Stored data
·····

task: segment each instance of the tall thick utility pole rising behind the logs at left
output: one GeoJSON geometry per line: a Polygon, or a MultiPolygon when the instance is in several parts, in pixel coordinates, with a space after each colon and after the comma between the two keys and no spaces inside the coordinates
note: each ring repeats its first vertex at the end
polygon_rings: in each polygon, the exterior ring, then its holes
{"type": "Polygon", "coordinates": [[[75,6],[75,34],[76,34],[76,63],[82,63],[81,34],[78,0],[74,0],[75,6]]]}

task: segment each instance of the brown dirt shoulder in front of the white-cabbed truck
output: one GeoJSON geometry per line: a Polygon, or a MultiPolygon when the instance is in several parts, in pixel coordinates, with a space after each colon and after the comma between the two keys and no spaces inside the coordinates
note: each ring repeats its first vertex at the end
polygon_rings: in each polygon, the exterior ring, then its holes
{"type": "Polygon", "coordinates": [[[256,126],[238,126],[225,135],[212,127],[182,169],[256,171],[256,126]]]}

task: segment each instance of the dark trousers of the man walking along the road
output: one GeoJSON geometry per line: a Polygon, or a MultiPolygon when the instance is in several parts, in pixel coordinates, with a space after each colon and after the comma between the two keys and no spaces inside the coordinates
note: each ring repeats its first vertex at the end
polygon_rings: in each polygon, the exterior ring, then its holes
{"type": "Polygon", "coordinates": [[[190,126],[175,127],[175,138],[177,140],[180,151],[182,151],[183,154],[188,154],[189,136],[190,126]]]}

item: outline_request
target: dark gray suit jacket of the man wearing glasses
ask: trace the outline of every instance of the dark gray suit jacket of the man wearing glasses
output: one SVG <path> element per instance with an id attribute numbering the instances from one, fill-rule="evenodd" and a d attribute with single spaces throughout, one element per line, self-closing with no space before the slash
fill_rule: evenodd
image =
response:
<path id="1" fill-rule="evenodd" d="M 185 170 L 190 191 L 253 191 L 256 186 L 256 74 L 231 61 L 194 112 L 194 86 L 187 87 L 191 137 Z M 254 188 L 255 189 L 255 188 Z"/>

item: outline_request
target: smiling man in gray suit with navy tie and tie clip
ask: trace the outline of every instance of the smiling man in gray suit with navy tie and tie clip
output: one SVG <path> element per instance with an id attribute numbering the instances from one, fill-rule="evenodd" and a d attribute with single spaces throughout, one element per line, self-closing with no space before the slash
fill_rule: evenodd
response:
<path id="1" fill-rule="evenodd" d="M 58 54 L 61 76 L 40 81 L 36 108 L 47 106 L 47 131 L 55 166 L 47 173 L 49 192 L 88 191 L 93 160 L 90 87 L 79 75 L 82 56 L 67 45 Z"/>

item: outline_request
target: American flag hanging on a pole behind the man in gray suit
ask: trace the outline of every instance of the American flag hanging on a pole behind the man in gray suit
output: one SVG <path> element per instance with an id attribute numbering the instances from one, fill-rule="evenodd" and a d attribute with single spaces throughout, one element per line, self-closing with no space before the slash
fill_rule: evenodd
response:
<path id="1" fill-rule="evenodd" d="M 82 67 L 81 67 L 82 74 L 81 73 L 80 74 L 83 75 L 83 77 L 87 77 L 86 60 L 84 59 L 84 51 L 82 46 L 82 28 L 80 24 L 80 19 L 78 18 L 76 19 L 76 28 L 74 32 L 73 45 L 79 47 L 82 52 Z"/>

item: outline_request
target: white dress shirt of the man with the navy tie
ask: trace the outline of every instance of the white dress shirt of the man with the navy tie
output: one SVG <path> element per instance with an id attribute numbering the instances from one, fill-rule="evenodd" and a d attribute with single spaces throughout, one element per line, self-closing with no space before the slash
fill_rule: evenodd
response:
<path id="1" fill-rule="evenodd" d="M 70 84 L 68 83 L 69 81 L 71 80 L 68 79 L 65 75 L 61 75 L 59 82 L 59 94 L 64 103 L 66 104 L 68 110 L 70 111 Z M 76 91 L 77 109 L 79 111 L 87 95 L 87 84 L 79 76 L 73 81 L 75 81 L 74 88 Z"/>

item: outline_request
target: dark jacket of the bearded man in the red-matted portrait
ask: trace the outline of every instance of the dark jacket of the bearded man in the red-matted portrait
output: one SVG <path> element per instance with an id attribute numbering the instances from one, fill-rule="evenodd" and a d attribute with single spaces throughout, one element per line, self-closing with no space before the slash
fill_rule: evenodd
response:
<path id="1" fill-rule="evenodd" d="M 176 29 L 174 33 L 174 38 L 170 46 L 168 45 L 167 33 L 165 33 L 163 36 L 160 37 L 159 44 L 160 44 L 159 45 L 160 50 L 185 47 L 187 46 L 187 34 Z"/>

·····

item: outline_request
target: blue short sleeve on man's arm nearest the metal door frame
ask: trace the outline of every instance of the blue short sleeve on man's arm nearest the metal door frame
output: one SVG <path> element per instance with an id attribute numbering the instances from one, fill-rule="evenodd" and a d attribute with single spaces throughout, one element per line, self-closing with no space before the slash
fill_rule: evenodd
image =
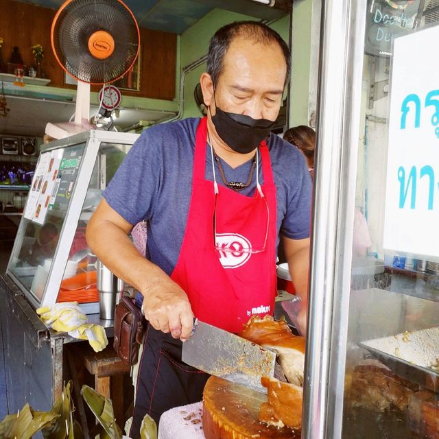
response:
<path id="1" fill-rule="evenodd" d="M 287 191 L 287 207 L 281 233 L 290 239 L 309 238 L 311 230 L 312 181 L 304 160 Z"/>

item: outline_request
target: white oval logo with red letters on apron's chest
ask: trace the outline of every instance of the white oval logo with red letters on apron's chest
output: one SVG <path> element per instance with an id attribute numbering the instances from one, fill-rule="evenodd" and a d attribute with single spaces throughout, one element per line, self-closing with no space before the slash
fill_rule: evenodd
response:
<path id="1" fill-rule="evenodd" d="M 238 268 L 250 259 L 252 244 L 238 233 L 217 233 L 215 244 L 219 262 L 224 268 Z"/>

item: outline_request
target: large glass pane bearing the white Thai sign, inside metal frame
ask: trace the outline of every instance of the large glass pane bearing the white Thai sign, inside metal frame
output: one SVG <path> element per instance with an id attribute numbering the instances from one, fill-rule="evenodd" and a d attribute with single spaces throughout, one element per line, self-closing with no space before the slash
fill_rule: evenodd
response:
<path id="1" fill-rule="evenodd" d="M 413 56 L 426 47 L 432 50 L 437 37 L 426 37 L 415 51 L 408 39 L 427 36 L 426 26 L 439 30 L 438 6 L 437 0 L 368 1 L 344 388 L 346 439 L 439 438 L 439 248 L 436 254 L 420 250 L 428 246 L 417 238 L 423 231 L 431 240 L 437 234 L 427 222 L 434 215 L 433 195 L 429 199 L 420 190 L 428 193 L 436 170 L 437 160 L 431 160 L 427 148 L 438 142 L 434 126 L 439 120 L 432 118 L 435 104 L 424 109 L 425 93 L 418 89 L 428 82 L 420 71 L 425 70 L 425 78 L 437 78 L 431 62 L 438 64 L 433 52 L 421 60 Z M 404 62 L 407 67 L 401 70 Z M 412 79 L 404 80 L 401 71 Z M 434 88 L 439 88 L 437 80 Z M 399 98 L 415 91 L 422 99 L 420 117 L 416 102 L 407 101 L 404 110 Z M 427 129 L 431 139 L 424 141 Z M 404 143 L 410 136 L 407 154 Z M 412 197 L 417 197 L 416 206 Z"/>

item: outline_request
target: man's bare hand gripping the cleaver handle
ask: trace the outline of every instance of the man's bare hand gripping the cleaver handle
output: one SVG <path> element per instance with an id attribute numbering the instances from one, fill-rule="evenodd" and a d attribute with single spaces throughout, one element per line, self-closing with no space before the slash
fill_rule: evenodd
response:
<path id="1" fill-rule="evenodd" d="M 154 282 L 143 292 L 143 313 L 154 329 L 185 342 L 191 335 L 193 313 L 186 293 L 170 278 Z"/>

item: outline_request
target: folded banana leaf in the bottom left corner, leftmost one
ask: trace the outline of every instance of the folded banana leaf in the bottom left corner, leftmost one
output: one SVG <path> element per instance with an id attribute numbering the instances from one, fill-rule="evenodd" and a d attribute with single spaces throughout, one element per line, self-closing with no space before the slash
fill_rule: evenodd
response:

·····

Activity
Copy the entries above exactly, but only from the line holding "task: segment each instance of the tall" through the line holding "target: dark gray", both included.

Written solution
task: segment each instance of the tall thick utility pole rising behind the logs at left
output: one GeoJSON geometry per line: a Polygon, or a MultiPolygon when the instance is in several parts, in pixel coordinates, with a space after each colon and after the comma between the two keys and no spaces inside the coordinates
note: each ring repeats its first vertex at the end
polygon_rings: in each polygon, the exterior ring, then its holes
{"type": "Polygon", "coordinates": [[[75,6],[75,34],[76,34],[76,63],[82,63],[81,34],[78,0],[74,0],[75,6]]]}

task: segment each instance of the brown dirt shoulder in front of the white-cabbed truck
output: one GeoJSON geometry per line: a Polygon, or a MultiPolygon when the instance is in several parts, in pixel coordinates, with a space after each colon and after the comma between the two keys and no spaces inside the coordinates
note: each ring repeats its first vertex at the end
polygon_rings: in each polygon, the exterior ring, then its holes
{"type": "Polygon", "coordinates": [[[256,126],[238,126],[225,135],[212,127],[182,169],[256,171],[256,126]]]}

task: segment each instance of the dark trousers of the man walking along the road
output: one GeoJSON geometry per line: a Polygon, or a MultiPolygon when the instance is in several parts, in pixel coordinates, with a space after each colon and after the comma between the two keys and no spaces inside the coordinates
note: each ring repeats its first vertex at the end
polygon_rings: in each polygon, the exterior ring, then its holes
{"type": "Polygon", "coordinates": [[[190,126],[175,127],[175,138],[177,140],[180,151],[182,151],[183,154],[188,154],[189,136],[190,126]]]}

item: outline_request
target: dark gray suit jacket of the man wearing glasses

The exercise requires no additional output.